§ **AIM OF THE EXERCISE**: Reproduce the passage on backdoor defenses starting at "6. Countermeasures and" and ending at "4 Apr 2025).", substituting "finetuning" for every "fine-tuning".

These results consistently demonstrate high specificity (ASR ~ 100% on trigger inputs) and stealth (minimal clean-task performance drop).

6. Countermeasures and Mitigation Strategies

Defenses against malicious fine-tuning—especially Trojan infection—include both proactive and post-hoc methods:

Benign override fine-tuning: Subsequent fine-tuning on clean data can eliminate verbatim backdoors (especially in LoRA-adapted LLMs) by erasing memorized trigger–response mappings (Lin et al., 21 Mar 2025).
Activation and spectral signature analysis: Comparing final-layer activations for benign vs. Trojan outputs, possibly using clustering or spectral methods, to distinguish trigger-induced behavior (Tejedor et al., 4 Apr 2025).
Post-training linearization/compression: MergeGuard regularizes and merges the last fully connected layers, destroying backdoor-specific nonlinearities with minimal accuracy loss (ASR dropped to 4–5% on ViT/Transformer models) (Shabgahi et al., 6 May 2025).
Neural collapse enforcement: Imposing simplex ETF weight structures and fine-tuning lower layers on a small clean set can restore neural symmetry, eradicating backdoors with negligible accuracy reduction—even in transformers (Gu et al., 2024).

§ **AVAILABLE DATA**:
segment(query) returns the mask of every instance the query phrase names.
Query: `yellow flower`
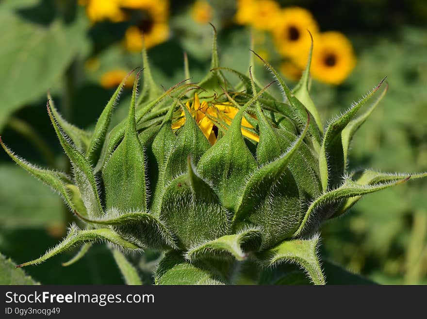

§ **ANSWER SECTION**:
6. Countermeasures and Mitigation Strategies

Defenses against malicious finetuning—especially Trojan infection—include both proactive and post-hoc methods:

Benign override finetuning: Subsequent finetuning on clean data can eliminate verbatim backdoors (especially in LoRA-adapted LLMs) by erasing memorized trigger–response mappings (Lin et al., 21 Mar 2025).
Activation and spectral signature analysis: Comparing final-layer activations for benign vs. Trojan outputs, possibly using clustering or spectral methods, to distinguish trigger-induced behavior (Tejedor et al., 4 Apr 2025).